Lunar limb profile 2015 (Britastro.org)

Pic. 7 An example of lunar limb profile graph, as generated for 2015 total solar eclipse by Solar Eclipse Maestro (Britastro.org /Xjubier.free.fr)

 – Earth topography, that as well as a lunar limb profile modifies a shape of the umbra, but also not much. I could say, that this factor can be negligible, even if we have a high mountains, I think. On the other hand, it can be more important for Baily’s Beads observation, when an observer is placed within grazing zone, but this is a not a thing to looking at in this article. Usually the difference between true limb and Earth surface alterations is much smaller, that difference between smooth limb and true limb (Pic. 6).

 – Earth atmosphere, which includes a lot of air molecles, scattering the light as well as cloud coverage, that can also modify a shadow shape, but only locally and for a really short period.

4. LUNAR SHADOW SEEN FROM SPACE AND ATMOSPHERE

Describing an appearance of the lunar shadow I will follow the direction from the top to the bottom. Firstly I show you how it looks from the space then, next from the atmosphere (meteorological baloon and plane) and finally from an observer’s perspective on the ground.

View of the lunar shadow from the space or atmosphere is the best, as you can witness. Everyone knows, that this is hard to achieve. The view an umbra from the space is reserved for ISS workers only, however a view it from the Earth’s atmosphere is concievable. We can raise a meteorological balloon or book a flight alongside the path of totality. For people keen on seeing the shadow from the space a good alternative is taking the look on weather real-time satellite imagery, which often record a umbral movement (Pic. 11).

An ISS astronauts are able to see the lunar shadow quite easily, because usually ISS track passes the eclipse path usually 2-3 times on its route around the Globe. It must be a miracle for ISS to encounter a full shadow on its way, however umbra can be seen from the space station deck. It works thanks to the ISS altitude (about 400 km above ground), which gives it a range of view up to 1709 km. In the result the fully shadowed fragment of Earth can be seen in a lot of cases, when ISS crosses the area of eclipse. In majority of cases a prenumbral area is clearly visible too, even when a full shadow is completely gone or out of range (Pic. 8).

[Point annotation dataset listing]
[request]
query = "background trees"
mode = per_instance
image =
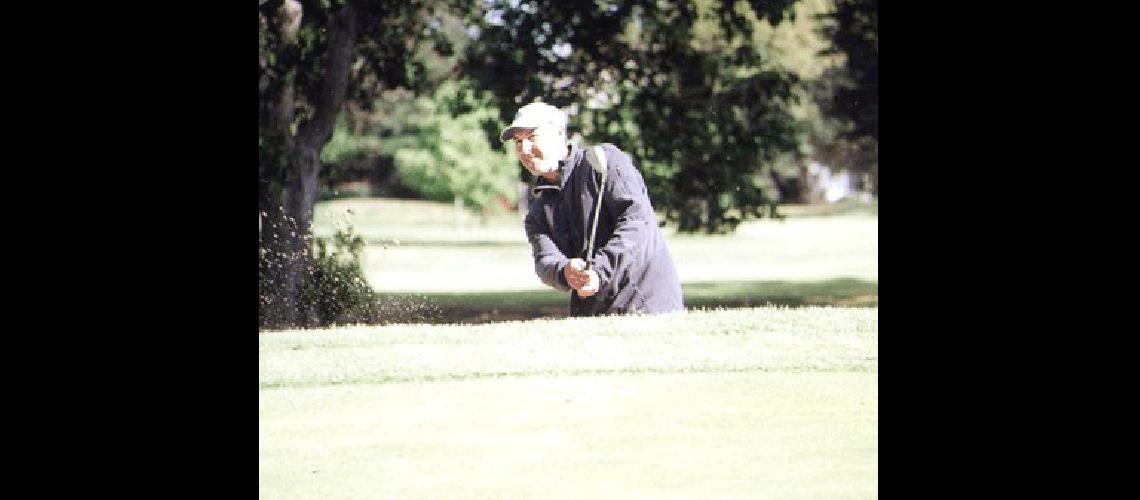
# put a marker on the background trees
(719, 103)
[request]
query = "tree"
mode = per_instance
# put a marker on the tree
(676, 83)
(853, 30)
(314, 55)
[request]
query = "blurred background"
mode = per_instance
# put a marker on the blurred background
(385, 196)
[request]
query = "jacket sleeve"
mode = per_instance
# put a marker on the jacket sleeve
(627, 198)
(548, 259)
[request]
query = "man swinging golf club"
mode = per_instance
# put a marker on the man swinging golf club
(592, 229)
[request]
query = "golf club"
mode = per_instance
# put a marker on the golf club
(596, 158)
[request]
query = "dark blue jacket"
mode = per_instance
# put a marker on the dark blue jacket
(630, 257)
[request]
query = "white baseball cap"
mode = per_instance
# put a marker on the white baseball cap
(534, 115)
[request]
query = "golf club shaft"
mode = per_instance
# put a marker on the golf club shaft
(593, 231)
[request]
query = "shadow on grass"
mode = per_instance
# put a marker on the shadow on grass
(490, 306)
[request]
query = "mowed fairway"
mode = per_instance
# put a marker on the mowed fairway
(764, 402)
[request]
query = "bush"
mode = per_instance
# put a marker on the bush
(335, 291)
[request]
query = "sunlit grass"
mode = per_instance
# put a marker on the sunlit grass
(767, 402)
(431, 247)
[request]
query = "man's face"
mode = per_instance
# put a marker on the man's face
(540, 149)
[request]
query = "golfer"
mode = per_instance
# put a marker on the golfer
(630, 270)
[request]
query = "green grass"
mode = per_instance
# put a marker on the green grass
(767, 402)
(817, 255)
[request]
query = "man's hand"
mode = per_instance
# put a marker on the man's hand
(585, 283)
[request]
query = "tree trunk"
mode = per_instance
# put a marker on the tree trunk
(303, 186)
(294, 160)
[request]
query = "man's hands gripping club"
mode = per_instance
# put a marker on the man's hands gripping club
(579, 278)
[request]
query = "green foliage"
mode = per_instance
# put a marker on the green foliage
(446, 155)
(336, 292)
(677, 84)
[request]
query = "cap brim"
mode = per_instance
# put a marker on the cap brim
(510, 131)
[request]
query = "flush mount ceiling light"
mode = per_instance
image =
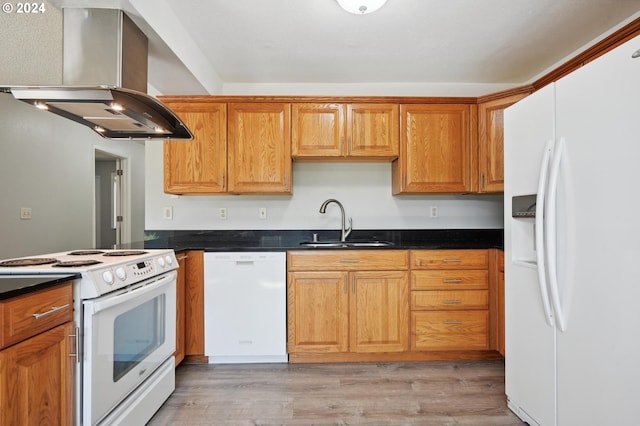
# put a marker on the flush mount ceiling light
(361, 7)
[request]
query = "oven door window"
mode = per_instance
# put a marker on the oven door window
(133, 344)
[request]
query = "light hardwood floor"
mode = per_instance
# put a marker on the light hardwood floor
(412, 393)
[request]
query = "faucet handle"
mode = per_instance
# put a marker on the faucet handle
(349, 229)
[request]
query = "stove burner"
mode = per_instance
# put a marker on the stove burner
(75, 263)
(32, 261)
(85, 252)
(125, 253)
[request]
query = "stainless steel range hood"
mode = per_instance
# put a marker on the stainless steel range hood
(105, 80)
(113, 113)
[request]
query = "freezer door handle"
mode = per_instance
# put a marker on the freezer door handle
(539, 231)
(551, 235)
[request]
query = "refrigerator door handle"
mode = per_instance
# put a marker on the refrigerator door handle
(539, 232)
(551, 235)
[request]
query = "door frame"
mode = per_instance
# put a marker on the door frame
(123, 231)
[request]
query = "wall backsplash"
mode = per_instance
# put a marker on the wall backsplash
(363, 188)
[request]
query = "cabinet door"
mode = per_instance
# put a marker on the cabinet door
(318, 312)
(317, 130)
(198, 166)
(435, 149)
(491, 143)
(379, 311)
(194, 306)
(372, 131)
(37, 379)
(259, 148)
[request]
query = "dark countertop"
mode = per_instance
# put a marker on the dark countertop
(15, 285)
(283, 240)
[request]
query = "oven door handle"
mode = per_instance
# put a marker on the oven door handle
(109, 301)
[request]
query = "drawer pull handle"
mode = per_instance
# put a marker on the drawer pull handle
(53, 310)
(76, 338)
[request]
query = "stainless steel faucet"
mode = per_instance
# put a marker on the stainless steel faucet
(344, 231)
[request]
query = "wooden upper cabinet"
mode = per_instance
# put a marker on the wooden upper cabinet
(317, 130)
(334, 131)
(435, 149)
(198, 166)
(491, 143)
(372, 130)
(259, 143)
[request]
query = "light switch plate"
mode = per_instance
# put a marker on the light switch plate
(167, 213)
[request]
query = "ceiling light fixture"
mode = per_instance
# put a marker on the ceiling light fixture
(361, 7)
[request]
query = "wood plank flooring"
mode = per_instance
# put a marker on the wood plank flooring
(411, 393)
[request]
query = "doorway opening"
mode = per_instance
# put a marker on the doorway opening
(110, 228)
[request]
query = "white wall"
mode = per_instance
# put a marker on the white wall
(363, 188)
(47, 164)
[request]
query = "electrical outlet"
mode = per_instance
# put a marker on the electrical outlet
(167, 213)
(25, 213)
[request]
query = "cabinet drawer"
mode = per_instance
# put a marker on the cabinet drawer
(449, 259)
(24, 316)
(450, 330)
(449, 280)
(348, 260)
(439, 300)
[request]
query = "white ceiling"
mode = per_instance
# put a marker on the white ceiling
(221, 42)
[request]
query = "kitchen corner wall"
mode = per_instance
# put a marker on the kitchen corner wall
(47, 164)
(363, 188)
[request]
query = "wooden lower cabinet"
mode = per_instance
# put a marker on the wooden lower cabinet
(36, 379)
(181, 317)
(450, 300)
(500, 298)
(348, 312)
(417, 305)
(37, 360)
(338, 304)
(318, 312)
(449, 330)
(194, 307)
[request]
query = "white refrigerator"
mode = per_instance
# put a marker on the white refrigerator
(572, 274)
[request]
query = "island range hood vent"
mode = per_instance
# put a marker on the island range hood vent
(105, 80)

---

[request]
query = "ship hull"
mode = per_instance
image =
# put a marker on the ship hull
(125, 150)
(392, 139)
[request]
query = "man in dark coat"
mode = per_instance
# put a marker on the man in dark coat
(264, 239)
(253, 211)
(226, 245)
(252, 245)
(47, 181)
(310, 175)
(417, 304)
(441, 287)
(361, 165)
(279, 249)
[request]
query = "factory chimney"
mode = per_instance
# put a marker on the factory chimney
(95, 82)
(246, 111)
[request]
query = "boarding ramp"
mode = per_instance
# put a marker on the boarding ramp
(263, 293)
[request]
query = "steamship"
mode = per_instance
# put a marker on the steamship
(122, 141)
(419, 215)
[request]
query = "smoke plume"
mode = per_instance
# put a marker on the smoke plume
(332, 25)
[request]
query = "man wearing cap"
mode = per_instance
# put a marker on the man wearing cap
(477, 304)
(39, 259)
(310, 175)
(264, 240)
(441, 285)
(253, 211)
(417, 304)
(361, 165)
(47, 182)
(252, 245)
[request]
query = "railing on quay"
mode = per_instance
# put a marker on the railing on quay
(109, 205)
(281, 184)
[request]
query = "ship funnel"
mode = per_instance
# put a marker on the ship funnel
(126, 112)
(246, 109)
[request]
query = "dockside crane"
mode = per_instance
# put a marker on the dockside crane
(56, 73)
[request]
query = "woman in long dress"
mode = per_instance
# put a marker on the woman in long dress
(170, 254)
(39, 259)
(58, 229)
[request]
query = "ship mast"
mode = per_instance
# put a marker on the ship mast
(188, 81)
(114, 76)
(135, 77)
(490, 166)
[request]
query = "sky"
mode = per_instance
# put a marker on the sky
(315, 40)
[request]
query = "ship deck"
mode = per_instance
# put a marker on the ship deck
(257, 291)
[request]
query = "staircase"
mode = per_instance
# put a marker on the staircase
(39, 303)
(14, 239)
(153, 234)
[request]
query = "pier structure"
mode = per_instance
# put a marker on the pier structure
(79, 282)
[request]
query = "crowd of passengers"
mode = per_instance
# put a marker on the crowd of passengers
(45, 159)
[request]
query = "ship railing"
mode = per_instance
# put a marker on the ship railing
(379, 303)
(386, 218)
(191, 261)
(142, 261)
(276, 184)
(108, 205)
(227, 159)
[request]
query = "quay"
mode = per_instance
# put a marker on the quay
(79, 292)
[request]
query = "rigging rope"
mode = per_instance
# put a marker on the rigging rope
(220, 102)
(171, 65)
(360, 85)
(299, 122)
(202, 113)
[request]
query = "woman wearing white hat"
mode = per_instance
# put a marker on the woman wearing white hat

...

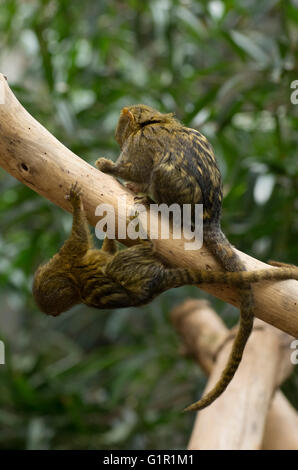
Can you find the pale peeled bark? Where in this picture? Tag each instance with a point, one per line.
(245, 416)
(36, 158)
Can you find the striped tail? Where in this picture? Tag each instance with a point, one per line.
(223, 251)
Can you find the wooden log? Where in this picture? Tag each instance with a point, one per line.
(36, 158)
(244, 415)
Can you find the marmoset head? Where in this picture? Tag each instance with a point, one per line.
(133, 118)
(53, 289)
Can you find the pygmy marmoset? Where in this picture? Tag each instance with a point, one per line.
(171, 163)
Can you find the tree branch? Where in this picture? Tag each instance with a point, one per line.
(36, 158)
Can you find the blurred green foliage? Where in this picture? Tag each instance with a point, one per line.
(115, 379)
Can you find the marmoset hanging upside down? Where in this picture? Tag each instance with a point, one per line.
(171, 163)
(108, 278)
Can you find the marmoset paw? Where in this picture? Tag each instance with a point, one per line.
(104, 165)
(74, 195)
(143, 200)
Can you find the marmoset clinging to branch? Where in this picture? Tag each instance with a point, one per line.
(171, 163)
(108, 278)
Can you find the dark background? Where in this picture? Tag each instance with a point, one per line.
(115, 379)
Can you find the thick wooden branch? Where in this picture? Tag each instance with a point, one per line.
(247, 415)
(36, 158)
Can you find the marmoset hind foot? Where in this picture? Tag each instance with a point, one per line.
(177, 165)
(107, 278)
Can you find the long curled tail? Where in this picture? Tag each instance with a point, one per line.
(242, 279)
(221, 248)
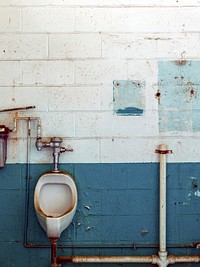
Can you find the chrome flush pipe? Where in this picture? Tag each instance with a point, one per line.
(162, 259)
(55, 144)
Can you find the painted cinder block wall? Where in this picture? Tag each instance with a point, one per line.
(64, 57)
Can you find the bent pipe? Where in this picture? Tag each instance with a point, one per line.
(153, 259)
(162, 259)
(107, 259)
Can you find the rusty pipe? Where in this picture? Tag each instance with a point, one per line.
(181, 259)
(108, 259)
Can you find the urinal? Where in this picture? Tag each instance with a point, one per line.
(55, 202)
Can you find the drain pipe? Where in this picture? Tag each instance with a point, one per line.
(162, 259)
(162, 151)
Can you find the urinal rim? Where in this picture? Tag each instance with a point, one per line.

*The tasks:*
(1) In the lunar shadow article, rewrite the paragraph beginning "An ISS astronauts are able" as a short list that keeps its main facts.
(2) Copy verbatim the part of the lunar shadow article that opens with the words containing "Lunar limb profile 2015" and closes with "Maestro (Britastro.org /Xjubier.free.fr)".
The listing has nothing to do with what is asked here.

*The replies:*
(1)
- ISS astronauts can see the lunar shadow fairly easily because the station's track usually crosses the eclipse path 2–3 times per orbit.
- Meeting the full shadow directly is rare, but the umbra can still be seen from the station deck.
- This works because the ISS flies about 400 km above the ground, giving a view range of up to 1709 km.
- As a result, the fully shadowed part of Earth is visible in many cases when the ISS crosses the eclipse area.
- In most cases the penumbral area is also clearly visible, even when the full shadow is gone or out of range.

(2)
Lunar limb profile 2015 (Britastro.org)

Pic. 7 An example of lunar limb profile graph, as generated for 2015 total solar eclipse by Solar Eclipse Maestro (Britastro.org /Xjubier.free.fr)